__Exercise goal__. At the line containing "Query: wood grain background", begin setting down the entries exactly, and stop only after the last line.

[Referring expression data]
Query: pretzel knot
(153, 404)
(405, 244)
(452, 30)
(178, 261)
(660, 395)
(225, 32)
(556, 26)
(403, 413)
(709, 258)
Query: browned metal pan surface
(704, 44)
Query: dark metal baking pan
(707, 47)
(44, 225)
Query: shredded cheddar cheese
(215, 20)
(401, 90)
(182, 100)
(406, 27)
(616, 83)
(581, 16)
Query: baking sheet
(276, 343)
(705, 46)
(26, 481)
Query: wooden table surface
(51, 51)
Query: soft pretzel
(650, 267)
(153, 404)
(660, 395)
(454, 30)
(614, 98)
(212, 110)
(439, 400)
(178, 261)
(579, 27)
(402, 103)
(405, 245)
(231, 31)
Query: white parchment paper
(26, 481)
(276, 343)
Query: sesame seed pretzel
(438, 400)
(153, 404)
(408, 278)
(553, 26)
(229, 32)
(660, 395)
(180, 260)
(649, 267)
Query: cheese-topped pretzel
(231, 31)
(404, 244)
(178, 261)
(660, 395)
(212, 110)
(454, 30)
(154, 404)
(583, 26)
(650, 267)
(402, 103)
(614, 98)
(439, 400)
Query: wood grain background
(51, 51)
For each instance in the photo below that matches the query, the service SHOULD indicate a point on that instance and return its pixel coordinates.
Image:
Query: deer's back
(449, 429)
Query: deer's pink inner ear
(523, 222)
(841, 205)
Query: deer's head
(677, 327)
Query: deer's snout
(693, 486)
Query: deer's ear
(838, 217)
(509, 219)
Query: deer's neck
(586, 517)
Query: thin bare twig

__Answer space__.
Query: wood grain background
(51, 51)
For each instance in the photo below that matches the query, the service SHOULD indicate a point on that instance and return its pixel coordinates.
Image:
Query: deer's back
(449, 429)
Query: deer's pink inner ear
(523, 222)
(841, 205)
Query: deer's head
(677, 327)
Query: deer's snout
(693, 486)
Query: deer's ear
(838, 217)
(509, 219)
Query: deer's neck
(586, 517)
Query: thin bare twig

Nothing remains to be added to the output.